Passage to read
________________
On one level, Hazard stands accused of having friends, which is hardly the most heinous crime, although if only for the sake of self-preservation his actions might not have been particularly sensible. There is something superficial in it all but it is not entirely without substance. Hazard cost €160m and has been largely an irrelevance. On Wednesday night he was again likened to Gareth Bale, a man who got injured and supposedly didn’t care – “Wales. Golf. Madrid” and all that – and a man who, including the shootout in Milan, has scored four times for Real in Champions League finals. Hazard has scored four in total. Desperately unlucky with injury, 389 days spent out, Hazard has also been accused of not doing his part. One radio broadcaster said he has “love handles”, another citing “a belly like a holidaymaker in Benidorm”.
After the game Zidane said: “He has to play to get his confidence back bit by bit: we have to recover Eden.” But this was a Champions League semi-final second leg, raising questions as to why a place was kept for him as he returned from his latest injury, what message that delivers – a question, incidentally, that might be applied to Ramos too. All the more so when it brings with it Vinícius playing at right wing-back.
The answer may be that, as well as the emotional and economic investment, Zidane still felt they needed Hazard, who theoretically still has something the rest don’t. Get him fit and he could be the brilliant footballer they need. Madrid’s second top scorer this season is Casemiro, a defensive midfielder. Karim Benzema has been superb – along with Courtois, the reason Madrid had a chance at all – but he has often been alone.
Early in 2021, when their season appeared a write-off, Zidane demanded a little respect. This group had won the league, he said; they should have the right to defend it. Madrid reacted impressively – this was their first defeat since January – but the underlying issues were unchanged. It would also be legitimate to ask why Madrid should need to react, why the team that beat Barcelona, Atlético, Liverpool, Atalanta and Inter didn’t beat smaller sides, why players so practiced at stepping back from the abyss found themselves standing there in the first place.
Besides, overlooked from that discourse was that Zidane had said: “Things will change next year.” Recently, it has felt increasingly like one of those things may be him. And in any case, his words contained a recognition that all was not right, a hint that he was clinging to one final chance, a last dance.
The squad was short but Martin Ødegaard and Luka Jovic left in the winter, seeking opportunity. Ramos still has not renewed. Varane has intimated that he may walk away. The talk is of big signings, Kilian Mbappé especially, but the lasting message from the super league mess was that Madrid can’t really afford that. Luka Modric is 35. Ronaldo left. Bale is at Spurs. Since Madrid’s last Champions League, their third in a row, they have won a lockdown league and could yet win another but they have been knocked out of Europe by Ajax, Manchester City and Chelsea. On each occasion they were clearly inferior, logic imposed. Zidane has relied largely on the old guard: brilliant at times, but nothing is eternal.
“There is no explanation, no excuses,” Casemiro said on Wednesday. “It’s not easy to win the Champions League. Today showed that what we did was historic.” They are not that team any more and there isn’t always a miracle waiting. In the end, Butch catches Vincent Vega coming out of his bathroom, and Madrid fall at Stamford Bridge.
________________
Dataset section
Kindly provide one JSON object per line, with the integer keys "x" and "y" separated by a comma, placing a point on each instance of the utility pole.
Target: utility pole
________________
Prompt 1
According to the article on Real Madrid, why might Zidane have kept a place for Hazard in the semi-final second leg?
Prompt 2
Write out word for word the part of the article on Real Madrid that opens with the words containing "The answer may" and closes with "often been alone.".

Result 1
Besides the emotional and economic investment in him, Zidane still felt the team needed Hazard, who in theory has something the other players lack. If he got fit, he could be the brilliant footballer Madrid need.

Result 2
The answer may be that, as well as the emotional and economic investment, Zidane still felt they needed Hazard, who theoretically still has something the rest don’t. Get him fit and he could be the brilliant footballer they need. Madrid’s second top scorer this season is Casemiro, a defensive midfielder. Karim Benzema has been superb – along with Courtois, the reason Madrid had a chance at all – but he has often been alone.